■ Aim of the task
What appears from the first line of the records below through the line containing "Query: **hand**" must be reproduced verbatim.
### Extracted material ###
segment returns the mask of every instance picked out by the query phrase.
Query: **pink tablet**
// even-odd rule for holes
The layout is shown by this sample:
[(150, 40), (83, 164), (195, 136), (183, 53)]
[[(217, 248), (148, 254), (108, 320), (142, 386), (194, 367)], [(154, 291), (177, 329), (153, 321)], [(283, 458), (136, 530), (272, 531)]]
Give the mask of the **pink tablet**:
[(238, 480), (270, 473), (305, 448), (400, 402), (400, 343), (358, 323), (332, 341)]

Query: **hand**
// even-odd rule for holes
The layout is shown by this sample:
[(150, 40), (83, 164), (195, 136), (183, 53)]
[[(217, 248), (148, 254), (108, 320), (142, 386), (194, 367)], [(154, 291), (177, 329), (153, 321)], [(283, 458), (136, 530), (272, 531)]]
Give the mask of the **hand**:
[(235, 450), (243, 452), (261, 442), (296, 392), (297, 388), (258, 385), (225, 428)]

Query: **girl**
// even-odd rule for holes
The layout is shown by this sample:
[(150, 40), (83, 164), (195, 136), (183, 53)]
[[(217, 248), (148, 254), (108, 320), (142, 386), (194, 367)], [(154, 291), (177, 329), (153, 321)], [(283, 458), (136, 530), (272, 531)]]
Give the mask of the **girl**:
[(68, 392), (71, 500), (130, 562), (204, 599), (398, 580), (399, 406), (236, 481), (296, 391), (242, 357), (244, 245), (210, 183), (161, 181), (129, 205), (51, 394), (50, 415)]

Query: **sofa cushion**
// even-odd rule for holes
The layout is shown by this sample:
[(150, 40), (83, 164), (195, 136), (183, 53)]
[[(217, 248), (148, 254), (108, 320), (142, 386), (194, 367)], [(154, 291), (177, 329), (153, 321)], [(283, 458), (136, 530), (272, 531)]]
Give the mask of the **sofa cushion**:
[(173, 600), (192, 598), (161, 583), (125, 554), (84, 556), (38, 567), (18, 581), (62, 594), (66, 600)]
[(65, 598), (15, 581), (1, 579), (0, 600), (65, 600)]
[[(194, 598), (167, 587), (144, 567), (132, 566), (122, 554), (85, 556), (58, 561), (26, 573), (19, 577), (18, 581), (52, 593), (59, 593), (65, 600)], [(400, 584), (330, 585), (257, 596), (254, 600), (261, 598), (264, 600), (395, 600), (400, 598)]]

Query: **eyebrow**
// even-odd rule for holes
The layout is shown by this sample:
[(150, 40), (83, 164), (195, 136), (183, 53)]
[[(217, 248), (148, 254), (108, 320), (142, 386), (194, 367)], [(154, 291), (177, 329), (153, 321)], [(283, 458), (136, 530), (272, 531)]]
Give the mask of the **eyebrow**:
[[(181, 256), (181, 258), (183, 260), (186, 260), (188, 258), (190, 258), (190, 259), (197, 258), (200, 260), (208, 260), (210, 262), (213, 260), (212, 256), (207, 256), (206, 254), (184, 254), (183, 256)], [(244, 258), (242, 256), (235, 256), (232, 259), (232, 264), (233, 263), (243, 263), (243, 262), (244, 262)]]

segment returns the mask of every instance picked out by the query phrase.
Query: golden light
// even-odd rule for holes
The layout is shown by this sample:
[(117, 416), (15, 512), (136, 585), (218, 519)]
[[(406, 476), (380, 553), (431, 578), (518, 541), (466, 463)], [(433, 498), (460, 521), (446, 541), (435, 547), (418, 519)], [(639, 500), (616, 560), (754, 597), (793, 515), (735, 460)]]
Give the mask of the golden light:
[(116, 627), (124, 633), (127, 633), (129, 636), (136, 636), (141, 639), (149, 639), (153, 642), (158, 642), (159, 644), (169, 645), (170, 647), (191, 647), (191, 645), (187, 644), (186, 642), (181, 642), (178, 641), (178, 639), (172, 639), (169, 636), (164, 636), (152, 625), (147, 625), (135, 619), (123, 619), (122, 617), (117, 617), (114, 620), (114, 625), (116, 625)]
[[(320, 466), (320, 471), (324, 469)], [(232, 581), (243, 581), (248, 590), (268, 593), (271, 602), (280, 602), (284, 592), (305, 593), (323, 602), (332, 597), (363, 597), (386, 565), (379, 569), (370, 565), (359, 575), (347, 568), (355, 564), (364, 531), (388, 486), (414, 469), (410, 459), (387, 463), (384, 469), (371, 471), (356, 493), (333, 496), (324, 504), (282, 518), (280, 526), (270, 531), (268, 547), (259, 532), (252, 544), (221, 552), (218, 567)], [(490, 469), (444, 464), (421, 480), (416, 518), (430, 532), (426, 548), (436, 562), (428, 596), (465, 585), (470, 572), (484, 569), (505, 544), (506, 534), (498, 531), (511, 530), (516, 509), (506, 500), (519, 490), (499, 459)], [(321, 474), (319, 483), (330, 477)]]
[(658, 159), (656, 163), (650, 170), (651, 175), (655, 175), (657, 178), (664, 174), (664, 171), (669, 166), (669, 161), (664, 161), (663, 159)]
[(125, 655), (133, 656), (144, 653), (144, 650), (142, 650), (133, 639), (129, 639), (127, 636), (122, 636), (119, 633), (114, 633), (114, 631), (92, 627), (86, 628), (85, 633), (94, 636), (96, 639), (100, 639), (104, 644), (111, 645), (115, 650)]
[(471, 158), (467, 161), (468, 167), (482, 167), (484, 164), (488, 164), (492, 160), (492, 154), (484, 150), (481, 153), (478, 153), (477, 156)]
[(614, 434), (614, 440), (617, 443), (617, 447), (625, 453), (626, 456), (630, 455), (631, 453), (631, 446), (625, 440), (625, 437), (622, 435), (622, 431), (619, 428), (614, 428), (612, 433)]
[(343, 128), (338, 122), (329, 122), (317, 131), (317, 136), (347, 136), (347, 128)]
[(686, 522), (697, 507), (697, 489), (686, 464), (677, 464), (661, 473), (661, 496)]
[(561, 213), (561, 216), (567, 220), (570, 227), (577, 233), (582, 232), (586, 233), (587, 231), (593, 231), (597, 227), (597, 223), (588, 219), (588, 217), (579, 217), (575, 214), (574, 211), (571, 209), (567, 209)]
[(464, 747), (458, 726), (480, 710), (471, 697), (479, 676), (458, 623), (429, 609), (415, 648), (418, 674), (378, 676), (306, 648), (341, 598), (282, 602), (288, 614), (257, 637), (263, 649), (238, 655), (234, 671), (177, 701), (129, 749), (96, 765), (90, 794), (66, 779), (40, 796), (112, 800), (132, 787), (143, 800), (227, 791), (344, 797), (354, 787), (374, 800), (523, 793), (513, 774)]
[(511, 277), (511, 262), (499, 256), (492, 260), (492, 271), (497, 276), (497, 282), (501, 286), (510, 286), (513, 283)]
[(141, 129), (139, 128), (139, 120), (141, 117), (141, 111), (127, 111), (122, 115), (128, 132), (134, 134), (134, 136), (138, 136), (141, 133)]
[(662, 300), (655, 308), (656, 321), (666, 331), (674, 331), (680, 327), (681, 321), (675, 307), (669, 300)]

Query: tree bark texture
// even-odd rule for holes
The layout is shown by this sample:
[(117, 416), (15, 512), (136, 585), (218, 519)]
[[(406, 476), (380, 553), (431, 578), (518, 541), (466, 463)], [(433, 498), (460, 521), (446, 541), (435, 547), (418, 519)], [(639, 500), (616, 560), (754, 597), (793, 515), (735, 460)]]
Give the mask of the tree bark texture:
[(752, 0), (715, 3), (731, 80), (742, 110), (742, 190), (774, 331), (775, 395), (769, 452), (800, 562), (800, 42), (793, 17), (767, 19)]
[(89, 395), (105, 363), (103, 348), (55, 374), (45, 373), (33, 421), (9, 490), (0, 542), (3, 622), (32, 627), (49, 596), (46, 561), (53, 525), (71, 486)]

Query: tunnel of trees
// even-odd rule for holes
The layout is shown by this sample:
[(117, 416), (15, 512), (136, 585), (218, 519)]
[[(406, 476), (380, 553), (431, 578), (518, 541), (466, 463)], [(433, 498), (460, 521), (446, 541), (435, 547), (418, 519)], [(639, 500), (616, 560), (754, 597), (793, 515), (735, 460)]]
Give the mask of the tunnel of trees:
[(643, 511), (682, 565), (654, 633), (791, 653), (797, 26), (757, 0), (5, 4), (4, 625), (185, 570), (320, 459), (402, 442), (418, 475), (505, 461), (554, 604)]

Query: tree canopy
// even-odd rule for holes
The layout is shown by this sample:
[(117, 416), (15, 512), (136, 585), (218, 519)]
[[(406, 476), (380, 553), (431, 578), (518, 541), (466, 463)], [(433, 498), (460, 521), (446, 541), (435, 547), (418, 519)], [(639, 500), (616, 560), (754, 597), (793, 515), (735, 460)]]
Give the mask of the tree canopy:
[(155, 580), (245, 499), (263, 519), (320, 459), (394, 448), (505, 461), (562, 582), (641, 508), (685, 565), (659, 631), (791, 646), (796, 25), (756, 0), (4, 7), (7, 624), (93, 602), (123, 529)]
###
■ Response for this exercise
segment returns the mask of every instance picked out by the query phrase.
Query: **pink tablet**
// even-odd rule for holes
The layout is shown by this sample:
[(150, 40), (83, 164), (195, 136), (183, 53)]
[[(217, 248), (148, 254), (108, 320), (142, 386), (194, 367)], [(154, 291), (177, 329), (153, 321)], [(283, 458), (136, 530), (272, 531)]]
Give the mask of the **pink tablet**:
[(238, 480), (270, 473), (305, 448), (400, 402), (400, 343), (358, 323), (332, 341)]

Query: **hand**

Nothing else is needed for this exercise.